## EXTRACTO DEL DOCUMENTO
-*-*-

En el pasado era llamado
“extrema unción”, porque se entendía como consuelo espiritual en la inminencia
de la muerte. Hablar en cambio de “Unción de los enfermos” nos ayuda a ampliar
la mirada hacia la experiencia de la enfermedad y del sufrimiento, en el
horizonte de la misericordia de Dios.
Hay un ícono
bíblico que expresa en toda su profundidad el misterio que se trasluce en la
Unción de los enfermos: es la parábola del buen samaritano, en el evangelio de
Lucas (10,30-35).
Cada vez que celebramos este Sacramento, el Señor Jesús, en
la persona del sacerdote, se acerca a la persona que sufre y está gravemente
enfermo, o anciano. La parábola dice que el buen samaritano cuida del hombre
sufriente derramando sobre sus heridas aceite y vino.

-*-*-

## DATOS

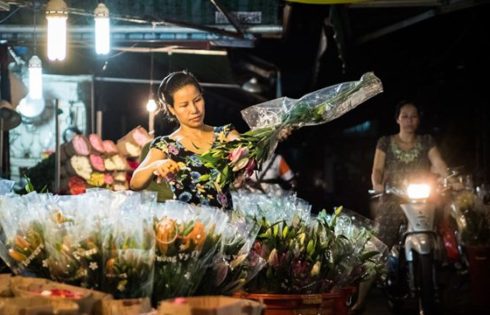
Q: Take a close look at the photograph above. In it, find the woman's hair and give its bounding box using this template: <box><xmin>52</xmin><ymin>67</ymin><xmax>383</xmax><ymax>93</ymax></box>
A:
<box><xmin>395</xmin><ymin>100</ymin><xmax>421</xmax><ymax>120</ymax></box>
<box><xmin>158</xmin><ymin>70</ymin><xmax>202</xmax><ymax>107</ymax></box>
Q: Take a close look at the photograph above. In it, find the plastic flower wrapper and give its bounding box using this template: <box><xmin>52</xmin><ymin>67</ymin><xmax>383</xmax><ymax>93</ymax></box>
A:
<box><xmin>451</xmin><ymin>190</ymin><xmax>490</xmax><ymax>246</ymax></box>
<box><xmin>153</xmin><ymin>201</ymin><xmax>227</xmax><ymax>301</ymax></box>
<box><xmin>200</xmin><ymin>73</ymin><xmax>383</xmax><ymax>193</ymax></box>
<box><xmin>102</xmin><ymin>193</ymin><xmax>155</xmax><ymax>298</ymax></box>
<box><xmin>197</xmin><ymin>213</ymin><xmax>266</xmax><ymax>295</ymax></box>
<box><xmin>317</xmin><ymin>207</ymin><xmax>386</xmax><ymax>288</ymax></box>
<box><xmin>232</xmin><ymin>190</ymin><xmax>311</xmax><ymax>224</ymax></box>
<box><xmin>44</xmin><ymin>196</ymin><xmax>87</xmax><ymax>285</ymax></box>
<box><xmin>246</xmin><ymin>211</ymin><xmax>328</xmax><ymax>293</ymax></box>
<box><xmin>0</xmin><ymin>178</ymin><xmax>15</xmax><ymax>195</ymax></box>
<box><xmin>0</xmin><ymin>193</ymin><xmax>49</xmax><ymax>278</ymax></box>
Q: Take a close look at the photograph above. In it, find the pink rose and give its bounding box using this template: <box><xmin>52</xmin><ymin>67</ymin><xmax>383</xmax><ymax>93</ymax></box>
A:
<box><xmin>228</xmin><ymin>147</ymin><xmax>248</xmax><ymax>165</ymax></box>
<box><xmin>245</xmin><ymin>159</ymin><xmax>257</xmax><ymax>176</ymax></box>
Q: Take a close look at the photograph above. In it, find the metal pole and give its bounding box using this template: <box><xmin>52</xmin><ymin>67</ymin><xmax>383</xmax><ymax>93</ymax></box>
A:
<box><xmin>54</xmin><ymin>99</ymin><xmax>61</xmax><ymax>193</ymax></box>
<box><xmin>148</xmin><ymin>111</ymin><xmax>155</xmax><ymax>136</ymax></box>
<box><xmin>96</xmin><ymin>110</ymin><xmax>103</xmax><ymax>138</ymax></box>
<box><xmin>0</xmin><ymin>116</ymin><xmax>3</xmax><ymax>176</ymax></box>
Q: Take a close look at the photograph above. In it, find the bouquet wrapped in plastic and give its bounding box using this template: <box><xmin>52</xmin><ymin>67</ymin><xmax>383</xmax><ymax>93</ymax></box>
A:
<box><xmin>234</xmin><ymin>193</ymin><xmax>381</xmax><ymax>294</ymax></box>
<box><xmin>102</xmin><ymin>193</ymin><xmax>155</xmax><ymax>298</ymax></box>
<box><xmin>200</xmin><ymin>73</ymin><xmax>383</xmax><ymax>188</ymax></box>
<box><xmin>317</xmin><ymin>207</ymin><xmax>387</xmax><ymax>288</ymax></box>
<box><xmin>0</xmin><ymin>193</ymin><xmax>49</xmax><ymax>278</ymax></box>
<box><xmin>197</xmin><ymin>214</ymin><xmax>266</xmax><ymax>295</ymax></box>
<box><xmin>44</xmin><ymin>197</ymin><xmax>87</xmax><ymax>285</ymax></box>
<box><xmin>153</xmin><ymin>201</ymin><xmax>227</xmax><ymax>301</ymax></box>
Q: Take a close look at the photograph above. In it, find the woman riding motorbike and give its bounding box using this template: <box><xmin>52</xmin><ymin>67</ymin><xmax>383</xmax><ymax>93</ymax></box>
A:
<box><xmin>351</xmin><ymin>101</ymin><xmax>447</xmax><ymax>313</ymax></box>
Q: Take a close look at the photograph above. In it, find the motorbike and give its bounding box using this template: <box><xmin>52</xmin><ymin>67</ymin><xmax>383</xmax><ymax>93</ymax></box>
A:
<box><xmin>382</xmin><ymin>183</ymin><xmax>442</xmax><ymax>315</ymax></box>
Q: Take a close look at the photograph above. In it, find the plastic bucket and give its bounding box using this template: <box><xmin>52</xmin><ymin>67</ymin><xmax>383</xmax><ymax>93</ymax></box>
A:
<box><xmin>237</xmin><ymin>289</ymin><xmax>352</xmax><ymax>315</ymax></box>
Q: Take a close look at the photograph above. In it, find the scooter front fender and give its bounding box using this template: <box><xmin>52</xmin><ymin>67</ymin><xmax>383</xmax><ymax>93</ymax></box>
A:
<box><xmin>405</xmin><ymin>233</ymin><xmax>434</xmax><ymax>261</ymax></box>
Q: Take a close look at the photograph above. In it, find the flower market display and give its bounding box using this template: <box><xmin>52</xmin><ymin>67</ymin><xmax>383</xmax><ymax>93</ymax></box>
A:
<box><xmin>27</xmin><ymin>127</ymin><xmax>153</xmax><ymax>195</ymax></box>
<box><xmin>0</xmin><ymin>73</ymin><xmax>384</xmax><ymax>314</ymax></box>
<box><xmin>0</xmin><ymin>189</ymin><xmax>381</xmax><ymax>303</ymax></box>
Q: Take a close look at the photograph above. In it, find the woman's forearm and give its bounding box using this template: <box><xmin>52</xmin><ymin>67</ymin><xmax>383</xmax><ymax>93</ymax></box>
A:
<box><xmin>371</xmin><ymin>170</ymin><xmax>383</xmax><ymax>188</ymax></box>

-*-*-

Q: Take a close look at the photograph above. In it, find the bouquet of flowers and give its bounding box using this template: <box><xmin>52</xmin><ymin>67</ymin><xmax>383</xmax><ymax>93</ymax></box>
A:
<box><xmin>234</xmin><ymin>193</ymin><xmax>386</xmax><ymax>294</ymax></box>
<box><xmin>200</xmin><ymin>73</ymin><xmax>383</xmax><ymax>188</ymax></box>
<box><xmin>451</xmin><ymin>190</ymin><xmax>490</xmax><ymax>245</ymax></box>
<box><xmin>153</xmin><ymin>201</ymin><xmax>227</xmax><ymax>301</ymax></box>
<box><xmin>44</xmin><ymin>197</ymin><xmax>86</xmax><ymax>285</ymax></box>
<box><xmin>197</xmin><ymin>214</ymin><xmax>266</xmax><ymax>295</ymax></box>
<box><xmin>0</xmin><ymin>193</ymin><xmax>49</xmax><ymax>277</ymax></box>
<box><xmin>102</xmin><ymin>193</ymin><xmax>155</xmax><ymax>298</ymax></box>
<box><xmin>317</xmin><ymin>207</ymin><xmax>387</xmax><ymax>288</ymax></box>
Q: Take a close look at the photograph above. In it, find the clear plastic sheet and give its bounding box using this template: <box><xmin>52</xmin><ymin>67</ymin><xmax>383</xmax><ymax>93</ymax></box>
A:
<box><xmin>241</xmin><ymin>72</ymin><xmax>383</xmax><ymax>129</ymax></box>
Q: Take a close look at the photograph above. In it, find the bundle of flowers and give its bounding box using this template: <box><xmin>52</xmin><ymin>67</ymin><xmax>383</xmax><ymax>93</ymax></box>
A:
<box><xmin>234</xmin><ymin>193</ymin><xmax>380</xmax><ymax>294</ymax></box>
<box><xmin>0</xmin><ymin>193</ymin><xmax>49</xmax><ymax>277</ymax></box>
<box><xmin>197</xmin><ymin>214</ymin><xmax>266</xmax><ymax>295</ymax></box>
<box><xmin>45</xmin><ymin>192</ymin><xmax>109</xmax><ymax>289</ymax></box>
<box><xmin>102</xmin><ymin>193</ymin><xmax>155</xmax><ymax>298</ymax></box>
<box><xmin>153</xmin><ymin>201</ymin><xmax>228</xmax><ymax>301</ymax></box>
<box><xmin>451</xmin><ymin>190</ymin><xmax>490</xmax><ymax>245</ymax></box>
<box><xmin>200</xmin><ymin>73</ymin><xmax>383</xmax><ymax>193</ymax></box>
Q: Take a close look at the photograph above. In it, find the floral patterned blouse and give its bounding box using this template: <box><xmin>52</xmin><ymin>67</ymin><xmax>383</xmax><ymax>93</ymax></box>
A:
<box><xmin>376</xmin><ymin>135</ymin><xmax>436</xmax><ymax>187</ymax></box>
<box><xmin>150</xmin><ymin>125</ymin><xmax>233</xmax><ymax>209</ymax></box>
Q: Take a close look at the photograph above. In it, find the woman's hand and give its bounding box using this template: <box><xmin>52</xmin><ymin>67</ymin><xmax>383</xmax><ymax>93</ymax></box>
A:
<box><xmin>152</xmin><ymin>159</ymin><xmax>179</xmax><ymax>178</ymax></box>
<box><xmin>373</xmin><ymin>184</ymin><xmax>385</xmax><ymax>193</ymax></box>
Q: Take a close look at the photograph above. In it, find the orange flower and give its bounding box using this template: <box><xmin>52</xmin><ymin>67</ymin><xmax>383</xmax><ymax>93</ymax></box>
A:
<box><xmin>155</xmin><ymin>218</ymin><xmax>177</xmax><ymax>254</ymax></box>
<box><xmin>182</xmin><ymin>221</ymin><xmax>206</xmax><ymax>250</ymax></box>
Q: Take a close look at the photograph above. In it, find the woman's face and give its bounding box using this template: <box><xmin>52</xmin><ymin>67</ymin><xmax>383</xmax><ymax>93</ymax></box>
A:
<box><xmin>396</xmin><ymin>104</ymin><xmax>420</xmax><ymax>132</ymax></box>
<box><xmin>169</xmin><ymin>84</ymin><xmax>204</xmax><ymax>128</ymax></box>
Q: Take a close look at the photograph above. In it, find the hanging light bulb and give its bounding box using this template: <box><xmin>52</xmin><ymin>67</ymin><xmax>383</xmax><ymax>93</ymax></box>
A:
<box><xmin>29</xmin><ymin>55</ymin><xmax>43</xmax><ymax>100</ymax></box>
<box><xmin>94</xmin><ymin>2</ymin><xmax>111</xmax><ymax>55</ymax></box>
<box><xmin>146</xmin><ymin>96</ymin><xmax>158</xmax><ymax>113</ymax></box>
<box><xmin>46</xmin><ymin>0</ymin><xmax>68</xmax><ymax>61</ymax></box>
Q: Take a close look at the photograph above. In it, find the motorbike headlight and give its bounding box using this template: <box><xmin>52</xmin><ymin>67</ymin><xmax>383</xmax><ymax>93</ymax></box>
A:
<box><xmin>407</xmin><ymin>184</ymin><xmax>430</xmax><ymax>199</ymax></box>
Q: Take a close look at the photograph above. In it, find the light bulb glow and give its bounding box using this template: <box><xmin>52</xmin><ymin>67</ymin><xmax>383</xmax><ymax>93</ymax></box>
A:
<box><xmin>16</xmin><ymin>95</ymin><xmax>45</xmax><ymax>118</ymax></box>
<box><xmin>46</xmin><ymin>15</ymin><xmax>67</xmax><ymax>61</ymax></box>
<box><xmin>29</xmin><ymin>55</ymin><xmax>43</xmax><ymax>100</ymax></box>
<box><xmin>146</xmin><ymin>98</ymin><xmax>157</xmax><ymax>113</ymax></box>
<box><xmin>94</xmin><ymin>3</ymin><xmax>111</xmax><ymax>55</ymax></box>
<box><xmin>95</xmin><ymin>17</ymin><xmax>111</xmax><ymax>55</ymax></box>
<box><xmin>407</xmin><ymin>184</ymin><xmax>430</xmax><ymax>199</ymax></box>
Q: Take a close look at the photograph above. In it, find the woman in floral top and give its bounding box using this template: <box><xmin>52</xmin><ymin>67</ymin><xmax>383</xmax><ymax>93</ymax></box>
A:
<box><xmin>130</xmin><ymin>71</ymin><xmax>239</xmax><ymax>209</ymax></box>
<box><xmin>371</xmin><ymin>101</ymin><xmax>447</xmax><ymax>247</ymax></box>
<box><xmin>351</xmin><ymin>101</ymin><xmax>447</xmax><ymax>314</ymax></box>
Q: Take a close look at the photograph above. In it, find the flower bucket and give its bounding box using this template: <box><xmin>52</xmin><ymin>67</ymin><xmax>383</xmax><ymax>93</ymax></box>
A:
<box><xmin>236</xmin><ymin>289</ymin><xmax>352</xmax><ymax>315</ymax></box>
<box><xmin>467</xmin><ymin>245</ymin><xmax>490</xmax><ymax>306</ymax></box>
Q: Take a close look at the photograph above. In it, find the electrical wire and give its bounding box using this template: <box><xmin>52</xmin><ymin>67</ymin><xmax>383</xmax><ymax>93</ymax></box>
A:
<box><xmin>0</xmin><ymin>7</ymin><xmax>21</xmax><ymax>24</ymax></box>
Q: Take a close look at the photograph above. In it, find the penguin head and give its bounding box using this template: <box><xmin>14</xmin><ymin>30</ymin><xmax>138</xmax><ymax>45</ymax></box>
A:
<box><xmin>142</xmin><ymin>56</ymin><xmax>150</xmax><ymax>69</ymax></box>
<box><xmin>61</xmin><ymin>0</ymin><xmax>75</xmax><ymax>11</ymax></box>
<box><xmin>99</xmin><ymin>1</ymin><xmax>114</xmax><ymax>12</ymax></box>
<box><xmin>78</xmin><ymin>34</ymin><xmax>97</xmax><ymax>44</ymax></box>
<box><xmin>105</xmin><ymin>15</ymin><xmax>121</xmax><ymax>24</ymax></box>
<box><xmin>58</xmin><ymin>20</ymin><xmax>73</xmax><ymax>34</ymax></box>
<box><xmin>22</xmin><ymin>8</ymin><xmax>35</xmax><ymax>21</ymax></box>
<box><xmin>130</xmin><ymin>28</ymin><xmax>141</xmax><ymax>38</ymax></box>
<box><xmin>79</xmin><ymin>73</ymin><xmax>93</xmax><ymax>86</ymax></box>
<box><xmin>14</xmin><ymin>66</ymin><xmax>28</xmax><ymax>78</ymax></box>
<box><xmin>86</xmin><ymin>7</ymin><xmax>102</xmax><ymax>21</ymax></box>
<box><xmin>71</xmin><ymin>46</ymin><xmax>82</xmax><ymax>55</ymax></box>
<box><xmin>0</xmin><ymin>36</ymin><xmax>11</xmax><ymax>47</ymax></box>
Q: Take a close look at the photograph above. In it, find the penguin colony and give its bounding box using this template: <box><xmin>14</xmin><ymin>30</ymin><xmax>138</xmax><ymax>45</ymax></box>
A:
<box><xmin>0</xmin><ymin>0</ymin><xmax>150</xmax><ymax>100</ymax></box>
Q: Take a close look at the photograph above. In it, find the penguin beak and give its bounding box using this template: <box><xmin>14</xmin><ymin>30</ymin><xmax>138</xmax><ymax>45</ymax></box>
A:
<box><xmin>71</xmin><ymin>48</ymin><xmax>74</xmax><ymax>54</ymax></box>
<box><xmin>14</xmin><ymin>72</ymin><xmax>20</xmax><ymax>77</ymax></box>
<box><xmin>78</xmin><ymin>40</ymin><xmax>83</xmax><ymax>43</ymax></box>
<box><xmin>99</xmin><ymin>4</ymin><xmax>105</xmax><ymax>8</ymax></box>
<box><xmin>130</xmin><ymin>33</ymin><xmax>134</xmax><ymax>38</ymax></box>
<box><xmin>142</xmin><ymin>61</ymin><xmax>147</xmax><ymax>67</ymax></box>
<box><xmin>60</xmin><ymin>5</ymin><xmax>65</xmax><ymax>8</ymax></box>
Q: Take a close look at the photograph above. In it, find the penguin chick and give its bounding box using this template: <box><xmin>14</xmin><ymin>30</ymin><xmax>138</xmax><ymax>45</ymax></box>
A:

-*-*-

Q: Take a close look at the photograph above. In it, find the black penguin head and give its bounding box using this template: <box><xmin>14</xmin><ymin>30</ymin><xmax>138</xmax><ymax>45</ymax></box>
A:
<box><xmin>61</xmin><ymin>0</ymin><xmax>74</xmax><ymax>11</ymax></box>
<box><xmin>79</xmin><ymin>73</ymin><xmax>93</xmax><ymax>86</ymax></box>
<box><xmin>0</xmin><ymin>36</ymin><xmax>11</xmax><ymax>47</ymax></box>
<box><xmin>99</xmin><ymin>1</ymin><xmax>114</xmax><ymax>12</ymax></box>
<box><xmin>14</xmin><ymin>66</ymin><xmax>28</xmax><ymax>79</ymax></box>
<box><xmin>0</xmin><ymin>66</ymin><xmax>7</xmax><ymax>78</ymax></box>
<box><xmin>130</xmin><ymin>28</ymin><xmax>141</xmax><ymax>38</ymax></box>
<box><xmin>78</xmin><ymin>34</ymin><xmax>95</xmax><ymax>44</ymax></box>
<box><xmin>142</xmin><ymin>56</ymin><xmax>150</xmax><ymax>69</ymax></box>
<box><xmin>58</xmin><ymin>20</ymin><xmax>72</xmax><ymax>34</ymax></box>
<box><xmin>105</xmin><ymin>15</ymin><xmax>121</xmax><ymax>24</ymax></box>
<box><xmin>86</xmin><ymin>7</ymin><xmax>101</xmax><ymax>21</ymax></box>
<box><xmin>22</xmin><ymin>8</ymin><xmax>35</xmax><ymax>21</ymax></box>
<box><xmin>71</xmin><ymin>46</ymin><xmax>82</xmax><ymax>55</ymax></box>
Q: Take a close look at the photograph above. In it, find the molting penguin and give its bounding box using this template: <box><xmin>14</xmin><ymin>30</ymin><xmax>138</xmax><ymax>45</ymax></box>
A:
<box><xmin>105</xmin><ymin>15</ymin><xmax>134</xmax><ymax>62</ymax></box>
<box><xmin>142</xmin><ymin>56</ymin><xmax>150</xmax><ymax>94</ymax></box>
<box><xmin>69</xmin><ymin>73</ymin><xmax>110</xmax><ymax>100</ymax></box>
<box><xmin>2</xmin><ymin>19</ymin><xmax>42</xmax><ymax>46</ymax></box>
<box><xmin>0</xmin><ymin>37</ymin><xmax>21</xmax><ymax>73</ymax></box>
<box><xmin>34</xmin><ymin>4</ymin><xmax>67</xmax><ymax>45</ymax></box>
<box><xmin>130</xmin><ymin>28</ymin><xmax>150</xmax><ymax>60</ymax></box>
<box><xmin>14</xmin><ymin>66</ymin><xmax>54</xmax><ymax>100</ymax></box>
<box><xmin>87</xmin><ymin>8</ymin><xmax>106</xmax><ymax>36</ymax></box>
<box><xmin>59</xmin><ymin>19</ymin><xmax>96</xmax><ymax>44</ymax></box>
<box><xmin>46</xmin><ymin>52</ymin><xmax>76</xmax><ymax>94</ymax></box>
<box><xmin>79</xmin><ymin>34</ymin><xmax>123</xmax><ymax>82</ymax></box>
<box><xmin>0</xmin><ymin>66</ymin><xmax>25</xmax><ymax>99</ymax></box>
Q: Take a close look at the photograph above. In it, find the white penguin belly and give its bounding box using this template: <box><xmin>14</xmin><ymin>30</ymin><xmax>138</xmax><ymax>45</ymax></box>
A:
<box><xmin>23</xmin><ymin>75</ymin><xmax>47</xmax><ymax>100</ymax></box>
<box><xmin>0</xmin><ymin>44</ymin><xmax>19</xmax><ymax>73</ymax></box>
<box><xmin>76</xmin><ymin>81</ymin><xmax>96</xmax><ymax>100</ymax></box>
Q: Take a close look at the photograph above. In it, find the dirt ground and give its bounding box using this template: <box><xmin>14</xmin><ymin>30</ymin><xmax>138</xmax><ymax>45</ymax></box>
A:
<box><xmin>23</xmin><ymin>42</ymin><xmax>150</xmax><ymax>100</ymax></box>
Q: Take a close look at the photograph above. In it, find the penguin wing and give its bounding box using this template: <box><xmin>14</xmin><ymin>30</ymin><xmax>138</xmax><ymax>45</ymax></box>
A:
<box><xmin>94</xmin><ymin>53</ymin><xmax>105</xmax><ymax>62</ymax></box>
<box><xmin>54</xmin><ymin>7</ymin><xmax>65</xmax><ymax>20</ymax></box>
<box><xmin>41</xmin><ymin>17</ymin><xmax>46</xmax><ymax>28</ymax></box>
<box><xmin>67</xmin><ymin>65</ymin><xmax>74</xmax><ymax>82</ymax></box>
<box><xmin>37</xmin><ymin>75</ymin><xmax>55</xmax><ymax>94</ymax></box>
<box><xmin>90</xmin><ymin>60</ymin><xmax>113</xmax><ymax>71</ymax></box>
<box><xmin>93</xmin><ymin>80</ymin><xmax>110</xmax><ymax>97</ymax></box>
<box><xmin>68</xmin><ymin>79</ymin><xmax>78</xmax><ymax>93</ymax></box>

-*-*-

## TAREA PENDIENTE
Indique si cada afirmación coincide con el extracto sobre la Unción de los enfermos. Responda sí o no y cite las palabras del texto que lo deciden.
(a) Antes, este sacramento recibía el nombre de "extrema unción".
(b) La parábola del buen samaritano se encuentra en el evangelio de Mateo.
(c) El buen samaritano derrama aceite y agua sobre las heridas del hombre.

## RESULTADO
(a) Sí: "En el pasado era llamado “extrema unción”".
(b) No: "en el evangelio de Lucas (10,30-35)".
(c) No: "derramando sobre sus heridas aceite y vino".